• **SELECTION**
========
Both sides of the problem require considerable work so we had two students, Pallav Agrawal and Ozan Caglayan, working on each end of the equation.
After completing the initial prototype, Ozan saw the potential for some major performance issues transferring potentially large clipboards on every ‘copy’ event, and reached out to another member of the QEMU community with experience working on clipboard syncing on another project called SPICE. Together they worked out a much more efficient API. Unfortunately, late in the project we ran into implementation issues with the new API that seemed to require some invasive modifications to core QEMU code. We weren’t able to work out a feasible solution in time to complete integration of Ozan and Pallav’s work and submission of their code upstream before the end of Google Summer of Code 2013.
Both Ozan and Pallav have shown interest in carrying on their work however, and we plan to pick up the task of getting their code merged in the near future. It was a great experience working with both of them, and we look forward to working with them more in the future.
========
• **TASKS FOR THIS EXERCISE**
**1.** List every proper name that appears in the passage about the QEMU clipboard project, counting each person, project, or program once.
**2.** Write the next paragraph of the passage about the QEMU clipboard project, picking up after its final sentence.

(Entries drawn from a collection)
========
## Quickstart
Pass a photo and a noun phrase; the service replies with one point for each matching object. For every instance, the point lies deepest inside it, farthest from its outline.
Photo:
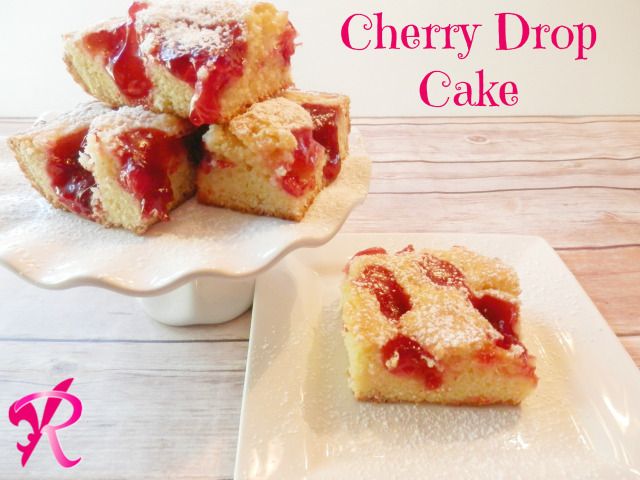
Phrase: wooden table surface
(165, 403)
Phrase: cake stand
(199, 268)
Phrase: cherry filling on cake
(405, 357)
(392, 297)
(70, 181)
(147, 159)
(501, 314)
(300, 175)
(325, 132)
(120, 50)
(208, 68)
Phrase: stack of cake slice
(165, 75)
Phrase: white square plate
(299, 419)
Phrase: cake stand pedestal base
(206, 301)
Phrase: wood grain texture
(165, 403)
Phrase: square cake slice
(264, 161)
(331, 125)
(126, 168)
(434, 326)
(206, 60)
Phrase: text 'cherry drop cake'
(265, 161)
(205, 60)
(436, 327)
(122, 168)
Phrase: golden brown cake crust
(468, 361)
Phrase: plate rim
(532, 239)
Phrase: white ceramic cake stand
(199, 268)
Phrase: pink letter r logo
(23, 410)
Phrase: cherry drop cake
(265, 161)
(331, 125)
(206, 60)
(122, 168)
(434, 326)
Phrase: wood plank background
(574, 181)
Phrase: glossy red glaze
(501, 314)
(148, 157)
(371, 251)
(325, 132)
(221, 71)
(300, 176)
(405, 357)
(392, 298)
(69, 180)
(120, 51)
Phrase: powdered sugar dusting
(190, 27)
(315, 429)
(57, 248)
(442, 318)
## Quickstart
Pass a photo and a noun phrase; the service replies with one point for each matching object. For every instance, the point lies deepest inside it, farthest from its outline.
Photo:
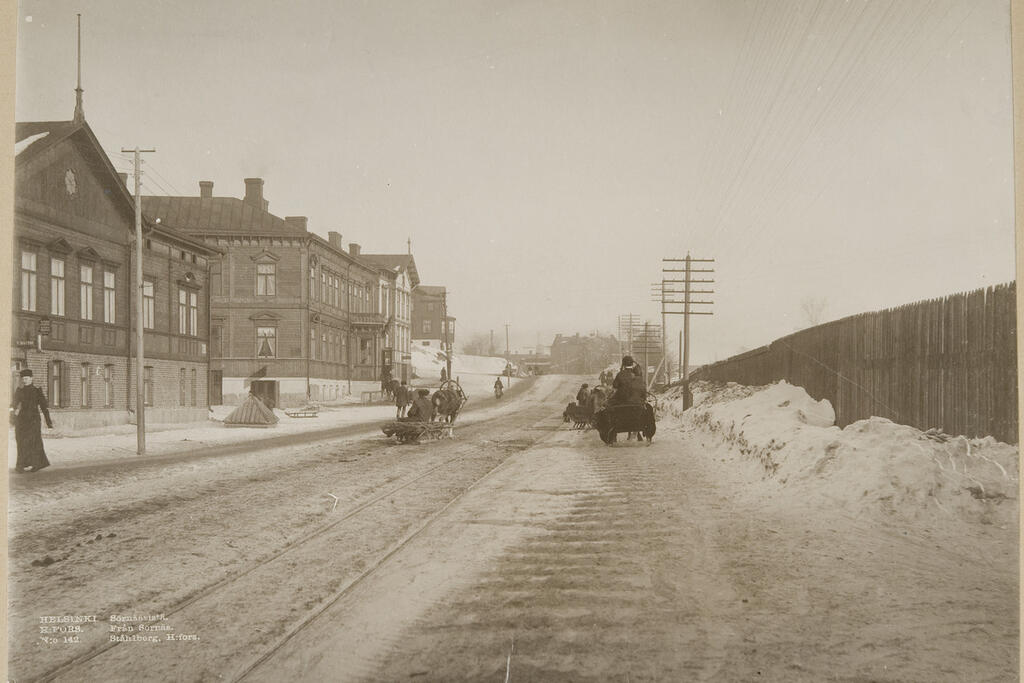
========
• **SOLVED TASKS**
**1.** Pallav Agrawal, Ozan Caglayan, QEMU, SPICE, Google Summer of Code 2013

**2.**
Introduce API to query IP addresses for given domain – Student: Nehal J. Wani
One of the most desired APIs in libvirt that still hasn’t been implemented is to get/guess a list of IP addresses assigned to a domain. This project’s aim is to implement the API. There are several ways to get the addresses information: asking a guest agent, snooping domain traffic, parsing the dnsmasq lease file, etc.
Nehal implemented a new ‘domifaddr’ command and API to query IP addresses used by a domain. These patches contain support for getting IP addresses from the guest agent. The API is designed to allow adding more methods to query IP addresses in the future. Nehal did just that with another patch series that finds IP addresses by parsing the DHCP leases file.
Both patch series are currently undergoing community code review and we hope to include them in the next libvirt release.
QEMU.org has had a terrific summer and all of our students are making significant progress. Our project offers an exciting opportunity to work with machine emulation and virtualization.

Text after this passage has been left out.